Begin ENTRIES SUPPLIED

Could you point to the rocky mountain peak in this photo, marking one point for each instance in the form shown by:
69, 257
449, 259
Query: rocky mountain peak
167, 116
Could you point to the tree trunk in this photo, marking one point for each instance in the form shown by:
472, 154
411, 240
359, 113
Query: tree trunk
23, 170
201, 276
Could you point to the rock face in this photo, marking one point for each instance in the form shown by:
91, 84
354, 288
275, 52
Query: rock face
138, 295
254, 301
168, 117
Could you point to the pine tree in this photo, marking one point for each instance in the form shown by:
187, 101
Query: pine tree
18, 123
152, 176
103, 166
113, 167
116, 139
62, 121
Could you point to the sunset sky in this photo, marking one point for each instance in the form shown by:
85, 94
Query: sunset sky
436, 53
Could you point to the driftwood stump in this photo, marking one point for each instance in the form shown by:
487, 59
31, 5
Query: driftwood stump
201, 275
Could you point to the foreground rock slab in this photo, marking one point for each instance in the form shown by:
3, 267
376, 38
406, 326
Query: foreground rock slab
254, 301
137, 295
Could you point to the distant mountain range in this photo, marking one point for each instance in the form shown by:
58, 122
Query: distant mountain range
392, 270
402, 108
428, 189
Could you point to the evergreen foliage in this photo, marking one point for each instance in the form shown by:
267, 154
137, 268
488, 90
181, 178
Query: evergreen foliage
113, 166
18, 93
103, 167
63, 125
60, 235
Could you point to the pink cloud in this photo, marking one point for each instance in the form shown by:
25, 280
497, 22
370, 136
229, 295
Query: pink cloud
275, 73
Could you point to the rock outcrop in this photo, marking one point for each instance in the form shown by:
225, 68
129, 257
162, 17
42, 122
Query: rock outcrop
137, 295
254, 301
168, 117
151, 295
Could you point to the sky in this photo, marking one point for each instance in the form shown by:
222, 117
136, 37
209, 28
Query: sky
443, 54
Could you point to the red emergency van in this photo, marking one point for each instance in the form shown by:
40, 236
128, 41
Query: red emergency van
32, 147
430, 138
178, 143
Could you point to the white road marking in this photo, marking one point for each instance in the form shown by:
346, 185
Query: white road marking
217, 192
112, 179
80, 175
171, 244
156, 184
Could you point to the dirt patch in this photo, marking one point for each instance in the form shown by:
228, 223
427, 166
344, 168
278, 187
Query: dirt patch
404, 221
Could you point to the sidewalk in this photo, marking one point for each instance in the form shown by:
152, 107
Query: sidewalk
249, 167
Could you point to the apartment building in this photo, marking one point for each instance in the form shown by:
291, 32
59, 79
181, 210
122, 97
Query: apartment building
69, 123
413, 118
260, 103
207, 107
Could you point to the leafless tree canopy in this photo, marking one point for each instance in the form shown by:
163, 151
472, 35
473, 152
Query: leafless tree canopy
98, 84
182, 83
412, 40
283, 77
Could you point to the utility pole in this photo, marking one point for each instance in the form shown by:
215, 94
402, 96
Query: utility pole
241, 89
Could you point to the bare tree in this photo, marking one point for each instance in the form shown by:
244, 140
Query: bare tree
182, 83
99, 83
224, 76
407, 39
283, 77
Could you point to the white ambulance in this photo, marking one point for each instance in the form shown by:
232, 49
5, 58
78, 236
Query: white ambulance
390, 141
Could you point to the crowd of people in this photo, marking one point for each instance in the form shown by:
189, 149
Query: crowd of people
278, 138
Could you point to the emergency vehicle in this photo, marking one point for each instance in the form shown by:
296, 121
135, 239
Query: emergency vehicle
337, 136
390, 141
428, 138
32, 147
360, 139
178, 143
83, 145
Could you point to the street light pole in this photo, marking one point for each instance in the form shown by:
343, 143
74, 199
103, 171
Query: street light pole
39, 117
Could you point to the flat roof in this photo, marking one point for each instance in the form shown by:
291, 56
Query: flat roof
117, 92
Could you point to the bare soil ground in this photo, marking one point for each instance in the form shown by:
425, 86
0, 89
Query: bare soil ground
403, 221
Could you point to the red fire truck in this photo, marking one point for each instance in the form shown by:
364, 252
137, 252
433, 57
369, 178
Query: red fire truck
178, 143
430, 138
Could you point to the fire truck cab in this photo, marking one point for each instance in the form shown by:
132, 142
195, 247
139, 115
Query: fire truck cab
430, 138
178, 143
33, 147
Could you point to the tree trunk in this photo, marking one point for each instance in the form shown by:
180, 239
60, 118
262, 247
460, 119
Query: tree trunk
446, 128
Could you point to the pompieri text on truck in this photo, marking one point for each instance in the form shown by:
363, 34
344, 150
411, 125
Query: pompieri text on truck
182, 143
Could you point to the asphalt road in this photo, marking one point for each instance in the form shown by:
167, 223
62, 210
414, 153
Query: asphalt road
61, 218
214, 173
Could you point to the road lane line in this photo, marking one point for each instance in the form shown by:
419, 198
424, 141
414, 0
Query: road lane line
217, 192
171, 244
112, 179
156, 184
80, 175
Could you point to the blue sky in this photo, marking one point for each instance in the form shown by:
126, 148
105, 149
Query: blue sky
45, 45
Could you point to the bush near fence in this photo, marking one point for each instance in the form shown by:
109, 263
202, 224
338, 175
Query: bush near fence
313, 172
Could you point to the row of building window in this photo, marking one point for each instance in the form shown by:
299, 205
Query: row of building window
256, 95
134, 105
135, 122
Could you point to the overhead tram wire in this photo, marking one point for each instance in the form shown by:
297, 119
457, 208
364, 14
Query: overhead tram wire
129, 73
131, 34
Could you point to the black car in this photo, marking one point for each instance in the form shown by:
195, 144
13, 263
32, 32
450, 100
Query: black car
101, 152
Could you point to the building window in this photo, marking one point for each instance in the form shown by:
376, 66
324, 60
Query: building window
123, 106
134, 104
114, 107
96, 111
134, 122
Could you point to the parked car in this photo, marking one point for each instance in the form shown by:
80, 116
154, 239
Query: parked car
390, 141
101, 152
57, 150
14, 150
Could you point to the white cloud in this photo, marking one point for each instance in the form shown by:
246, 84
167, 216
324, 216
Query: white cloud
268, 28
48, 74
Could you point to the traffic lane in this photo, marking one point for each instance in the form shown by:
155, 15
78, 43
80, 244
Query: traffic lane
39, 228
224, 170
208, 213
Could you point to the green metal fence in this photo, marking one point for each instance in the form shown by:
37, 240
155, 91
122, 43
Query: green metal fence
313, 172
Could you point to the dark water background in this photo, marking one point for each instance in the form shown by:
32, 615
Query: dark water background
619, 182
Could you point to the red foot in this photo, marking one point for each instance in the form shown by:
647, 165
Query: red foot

End ENTRIES SUPPLIED

**EXERCISE GOAL:** Copy the lines exactly, starting with the line that contains "Could you point to the green" and going on through the last of the lines.

**EXERCISE SOLUTION:**
Could you point to the green metal fence in this photo, marking one point for each instance in the form shown by:
37, 240
155, 91
122, 43
Query: green metal fence
313, 172
Could you point to the dark water background in this photo, marking one point for each instance in the form shown by:
32, 615
Query: dark water background
619, 182
Could you point to the red foot in this photo, marking one point for each instance in the form shown by:
647, 165
Query: red foot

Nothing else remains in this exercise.